* **Document section**:
Cluster-based. Groups text spatially to infer table structure without needing visible borders. Required for plain spreadsheet exports.

✦ Tip

For maximum table accuracy on complex documents, combine table_method: "cluster" with Hybrid AI mode. The AI backend achieves +90% accuracy on borderless tables compared to the default engine.

Image extraction

Pro and Business accounts can extract images from PDFs alongside the text output.

Parameter	Type	Default	Description
image_output	string	"off"	"off" — no images extracted. "external" — images saved as separate files, packaged in a ZIP. "embedded" — images base64-encoded inside the HTML output (requires html format).
image_format	string	"png"	Format for extracted images. "png" (lossless, larger) or "jpeg" (lossy, smaller). Applies only when image_output != "off".

⚠ Warning

image_output: "embedded" requires "html" to be in your format array. If you select embedded without HTML, the system automatically falls back to external.

Page selection

Parameter	Type	Default	Description
pages	string	""	Comma-separated page numbers or ranges to parse. Examples: "1", "1,3,5", "1-5", "1-3,7-10". Empty string (default) parses all pages. Only digits, commas, and hyphens are accepted.

bash

# Parse only the first 5 pages
-F 'options={"pages":"1-5"}'

# Parse pages 1, 3, and 7 through 12
-F 'options={"pages":"1,3,7-12"}'

Password-protected PDFs

Parameter	Type	Default	Description
password	string	""	Password for encrypted PDFs. The password is used only during processing and is never stored in the database. Max 256 characters.

◆ Note

If a PDF is password-protected and no password is provided, the page count check will returnnull and the job will fail during processing.

Text and layout options

Parameter	Type	Default	Description
include_header_footer	boolean	false	Include running headers and footers (page numbers, document title, etc.) in the output. Disabled by default as they often add noise to RAG pipelines.

* **Requests**:
1. In the PDF parsing options text, what is the maximum length allowed for the password parameter?
2. List every parameter name that appears in the tables of the PDF parsing options text.
3. Reproduce the PDF parsing options text word for word, from "# Parse pages" up to and including "fail during processing.".

* **Material supplied**:
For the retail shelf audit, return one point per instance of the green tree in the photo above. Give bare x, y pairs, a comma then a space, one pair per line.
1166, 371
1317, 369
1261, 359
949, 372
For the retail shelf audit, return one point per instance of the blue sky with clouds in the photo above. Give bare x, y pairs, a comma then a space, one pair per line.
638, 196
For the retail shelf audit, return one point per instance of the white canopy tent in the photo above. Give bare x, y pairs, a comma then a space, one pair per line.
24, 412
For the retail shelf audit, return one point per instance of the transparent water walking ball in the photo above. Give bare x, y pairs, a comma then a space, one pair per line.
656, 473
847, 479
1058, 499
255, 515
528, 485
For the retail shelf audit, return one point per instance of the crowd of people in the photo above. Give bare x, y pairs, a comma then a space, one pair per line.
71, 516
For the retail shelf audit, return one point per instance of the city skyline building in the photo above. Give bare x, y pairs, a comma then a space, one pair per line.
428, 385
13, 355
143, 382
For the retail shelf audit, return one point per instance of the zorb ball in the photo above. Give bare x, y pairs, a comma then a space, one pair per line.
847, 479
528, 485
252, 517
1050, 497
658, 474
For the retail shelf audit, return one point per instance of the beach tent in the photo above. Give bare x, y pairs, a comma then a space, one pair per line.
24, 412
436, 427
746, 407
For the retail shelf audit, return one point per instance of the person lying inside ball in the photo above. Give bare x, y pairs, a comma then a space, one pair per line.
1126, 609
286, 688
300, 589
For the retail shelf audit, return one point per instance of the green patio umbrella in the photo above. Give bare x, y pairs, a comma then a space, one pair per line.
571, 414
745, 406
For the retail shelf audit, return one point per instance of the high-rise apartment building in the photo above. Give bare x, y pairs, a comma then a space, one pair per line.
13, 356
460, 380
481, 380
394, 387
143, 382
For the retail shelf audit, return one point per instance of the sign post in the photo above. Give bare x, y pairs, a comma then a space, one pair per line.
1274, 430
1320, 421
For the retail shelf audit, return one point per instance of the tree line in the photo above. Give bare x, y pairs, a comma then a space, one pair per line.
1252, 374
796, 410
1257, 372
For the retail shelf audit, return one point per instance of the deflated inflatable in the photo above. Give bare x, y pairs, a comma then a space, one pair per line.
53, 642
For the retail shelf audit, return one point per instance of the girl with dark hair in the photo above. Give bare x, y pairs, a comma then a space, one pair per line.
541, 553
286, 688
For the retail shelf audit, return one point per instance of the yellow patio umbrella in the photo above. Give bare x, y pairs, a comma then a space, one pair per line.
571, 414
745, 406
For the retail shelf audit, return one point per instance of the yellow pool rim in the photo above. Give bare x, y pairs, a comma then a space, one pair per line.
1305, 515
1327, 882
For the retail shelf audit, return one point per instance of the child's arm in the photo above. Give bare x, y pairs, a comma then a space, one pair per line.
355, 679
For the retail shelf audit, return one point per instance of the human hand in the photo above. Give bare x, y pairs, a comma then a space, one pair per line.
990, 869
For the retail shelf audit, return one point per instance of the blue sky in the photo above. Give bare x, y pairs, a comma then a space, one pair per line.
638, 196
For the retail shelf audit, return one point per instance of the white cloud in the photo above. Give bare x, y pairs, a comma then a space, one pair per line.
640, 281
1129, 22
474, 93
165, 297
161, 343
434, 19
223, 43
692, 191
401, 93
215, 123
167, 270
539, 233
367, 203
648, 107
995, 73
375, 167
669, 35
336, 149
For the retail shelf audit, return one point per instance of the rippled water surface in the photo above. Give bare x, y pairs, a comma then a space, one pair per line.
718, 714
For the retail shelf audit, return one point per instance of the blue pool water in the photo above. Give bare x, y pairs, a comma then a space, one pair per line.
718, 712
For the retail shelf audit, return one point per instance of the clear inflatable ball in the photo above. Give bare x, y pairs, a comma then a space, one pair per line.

* **Responses by task**:
1. 256 characters.

2. image_output, image_format, pages, password, include_header_footer

3.
# Parse pages 1, 3, and 7 through 12
-F 'options={"pages":"1,3,7-12"}'

Password-protected PDFs

Parameter	Type	Default	Description
password	string	""	Password for encrypted PDFs. The password is used only during processing and is never stored in the database. Max 256 characters.

◆ Note

If a PDF is password-protected and no password is provided, the page count check will returnnull and the job will fail during processing.